Short task A:
Copy the rows below word for word, from the start of the rows through the line containing "193,177,436,302", both ends included.

Text to read:
☆ ☆ ☆ ☆ ☆ ☆ ☆

How do I solve "remove duplicates" question in singly linked list?

Question

Here, I have written a code to implement a singly linked list in C++. Then I have made a function to remove duplicates from the list if any. My program is working perfectly but when I call remove duplicate function its not working , not giving any results. I have tried solving it for more than 10hrs. I think the problem is on delete function but I don't know how to solve it.

#include<bits/stdc++.h>
using namespace std;

class node{
    public:
    int data;
    node *next;
    node(int d)
    {
        this->data=d;
        this->next=nullptr;
    }
};

class ll
{
    private:
    node *head=nullptr;
    node *tail=nullptr;
    public:
    void inserthead(int value)
    {
        node *newnode=new node(value);
        if(head==nullptr)
        {
            head=newnode;
            tail=newnode;
        }
        else{
            newnode->next=head;
            head=newnode;
        }
    }
    void inserttail(int value)
    {
        node *newnode=new node(value);
        if(tail==nullptr)
        {
            head=newnode;
            tail=newnode;
        }
        else{
            tail->next=newnode;
            tail=newnode;
        }
    }
    void print()
    {
        node *temp=head;
        while(temp!=nullptr)
        {
            cout<<endl<<temp->data<<endl;
            temp=temp->next;
        }
    }
    void deletenode(int value)
    {
        node *currnode=head;
        int c=0;
        while(currnode!=nullptr)
        {
            if(currnode->data==value)
            {
                break;
            }
            currnode=currnode->next;
            c++;
        }
        if(c==0)
        {
            head=head->next;
            delete currnode;
        }
        else if(c!=0 && currnode->next!=nullptr)

☆ ☆ ☆ ☆ ☆ ☆ ☆

Dataset records:
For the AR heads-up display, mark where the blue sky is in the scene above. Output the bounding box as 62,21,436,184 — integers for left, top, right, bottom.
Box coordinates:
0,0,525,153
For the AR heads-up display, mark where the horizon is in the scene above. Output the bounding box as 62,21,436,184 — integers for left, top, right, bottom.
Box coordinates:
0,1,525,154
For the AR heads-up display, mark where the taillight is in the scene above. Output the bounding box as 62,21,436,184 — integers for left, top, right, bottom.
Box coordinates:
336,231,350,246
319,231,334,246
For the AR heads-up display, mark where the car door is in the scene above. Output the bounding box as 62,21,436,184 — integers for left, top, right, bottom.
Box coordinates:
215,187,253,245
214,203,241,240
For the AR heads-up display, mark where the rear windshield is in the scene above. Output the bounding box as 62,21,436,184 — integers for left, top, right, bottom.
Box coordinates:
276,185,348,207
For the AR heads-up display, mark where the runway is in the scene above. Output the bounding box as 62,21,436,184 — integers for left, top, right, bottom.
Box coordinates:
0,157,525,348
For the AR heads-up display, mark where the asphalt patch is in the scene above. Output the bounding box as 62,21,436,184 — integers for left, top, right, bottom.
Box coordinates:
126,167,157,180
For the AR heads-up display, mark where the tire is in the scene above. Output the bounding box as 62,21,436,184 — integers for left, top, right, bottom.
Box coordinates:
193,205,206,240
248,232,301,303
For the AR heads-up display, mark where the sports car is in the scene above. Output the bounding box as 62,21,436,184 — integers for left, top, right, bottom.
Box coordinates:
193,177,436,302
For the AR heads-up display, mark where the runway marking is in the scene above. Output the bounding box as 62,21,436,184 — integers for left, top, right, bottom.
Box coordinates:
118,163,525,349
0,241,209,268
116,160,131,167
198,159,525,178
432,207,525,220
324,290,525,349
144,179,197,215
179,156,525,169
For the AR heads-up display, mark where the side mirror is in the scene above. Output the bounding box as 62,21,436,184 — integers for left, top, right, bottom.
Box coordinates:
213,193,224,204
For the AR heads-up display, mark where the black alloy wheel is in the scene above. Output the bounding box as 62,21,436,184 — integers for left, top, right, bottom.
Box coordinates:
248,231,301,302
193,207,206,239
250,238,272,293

☆ ☆ ☆ ☆ ☆ ☆ ☆

Short task B:
Continue the question about removing duplicates from a singly linked list, picking up from the point where it stops.

Response A:
For the AR heads-up display, mark where the blue sky is in the scene above. Output the bounding box as 62,21,436,184 — integers for left, top, right, bottom.
Box coordinates:
0,0,525,153
For the AR heads-up display, mark where the horizon is in the scene above. Output the bounding box as 62,21,436,184 — integers for left, top, right, bottom.
Box coordinates:
0,1,525,154
For the AR heads-up display, mark where the taillight is in the scene above. Output the bounding box as 62,21,436,184 — integers for left, top, right, bottom.
Box coordinates:
336,231,350,246
319,231,334,246
For the AR heads-up display, mark where the car door is in the scene above. Output the bounding box as 62,21,436,184 — integers for left, top, right, bottom.
Box coordinates:
215,187,253,245
214,203,241,240
For the AR heads-up display, mark where the rear windshield is in the scene above. Output the bounding box as 62,21,436,184 — integers for left, top, right, bottom.
Box coordinates:
276,185,348,207
For the AR heads-up display, mark where the runway is in the scene above. Output the bounding box as 62,21,436,184 — integers for left, top, right, bottom.
Box coordinates:
0,157,525,348
For the AR heads-up display, mark where the asphalt patch is in the scene above. Output the bounding box as 62,21,436,184 — integers for left, top, right, bottom.
Box coordinates:
126,167,157,180
For the AR heads-up display, mark where the tire is in the scene above. Output the bounding box as 62,21,436,184 — integers for left, top, right, bottom.
Box coordinates:
193,205,206,240
248,232,301,303
For the AR heads-up display, mark where the sports car is in the scene above. Output the bounding box as 62,21,436,184 — integers for left, top, right, bottom.
Box coordinates:
193,177,436,302

Response B:
        {
            node *temp1=head;
            int ct=0;
            while(ct<c-1)
            {
                temp1=temp1->next;
                ct++;
            }
            ct=0;
            node *temp2=head;
            while(ct<c+1)
            {
                temp2=temp2->next;
                ct++;
            }
            temp1->next=temp2;
            delete currnode;
        }
        else
        {
            node *temp=head;
            int ct=0;
            while(ct<c-1)
            {
                temp=temp->next;
                ct++;
            }
            temp->next=nullptr;
            tail=temp;
            delete currnode;
        }
    }
    void removeduplicates()
    {   
        node *curr=head;
        while(curr!=nullptr)
        {
            node *compare=curr->next;
            while(compare!=nullptr)
            {
                if(compare->data==curr->data)
                {
                    deletenode(compare->data);
                }
                compare=compare->next;
            }
            curr=curr->next;
        }
    }
};

int main()
{
    ll l1;
    l1.inserthead(10);
    l1.inserthead(10);
    l1.inserttail(9);
    l1.inserttail(8);
    l1.inserttail(11);
    l1.removeduplicates();
    l1.print();
    return 0;
}

Answer 1

Some of the issues:

• In removeduplicates, when deletenode(compare->data) has been called, the node referenced by curr will have been deleted (but see next point), and so the next statement curr=curr->next; makes an invalid dereferencing. You can avoid this in many ways. One way is to not use deletenode at all (see other points below), but to define a function that will remove the next node after a given node. You would call it with curr as argument.
  And after that removal you should not do compare=compare->next; but compare=curr->next;.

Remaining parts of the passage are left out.